──────── Materials provided ────────
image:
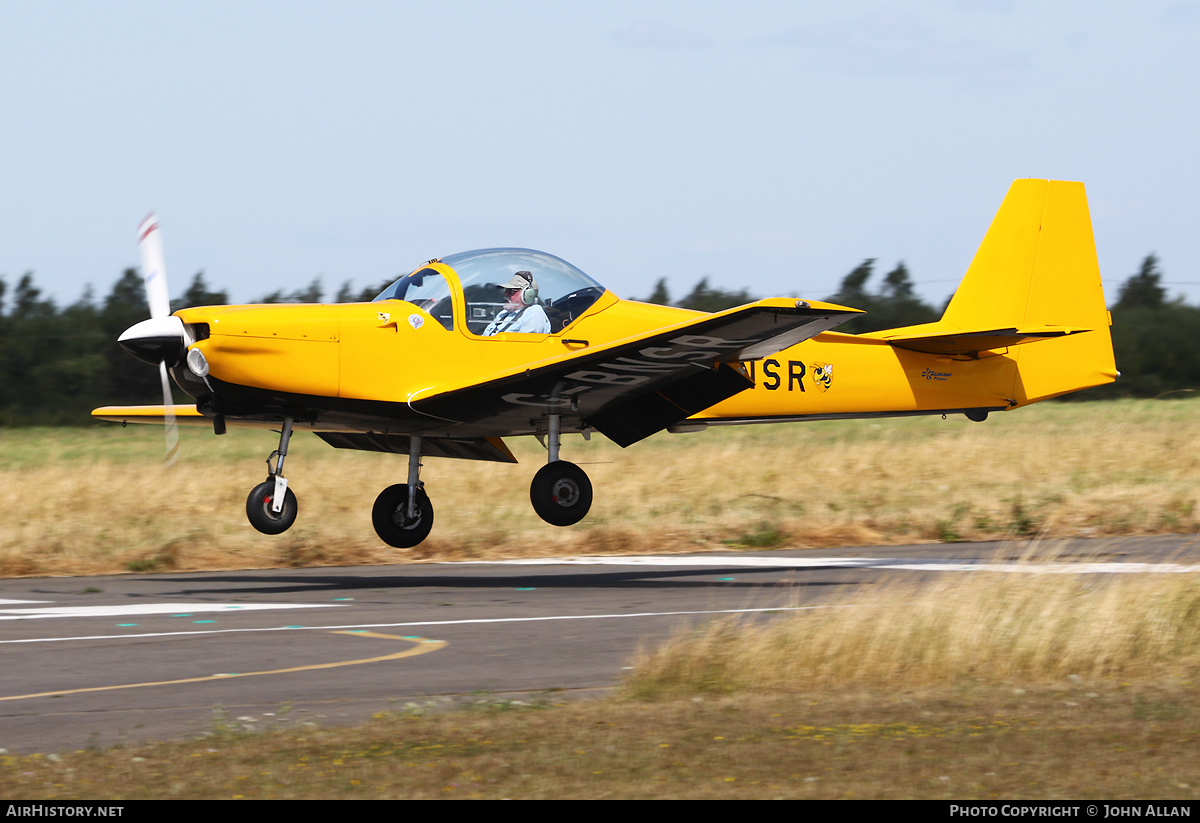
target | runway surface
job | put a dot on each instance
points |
(100, 660)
────────
- [Problem requirements]:
Rewrite the entries with "dot" switched to "mark", leaving everything else the same. Leave the pictures out of your answer.

- [Response]:
image:
target | runway surface
job | put a mark on each instance
points |
(100, 660)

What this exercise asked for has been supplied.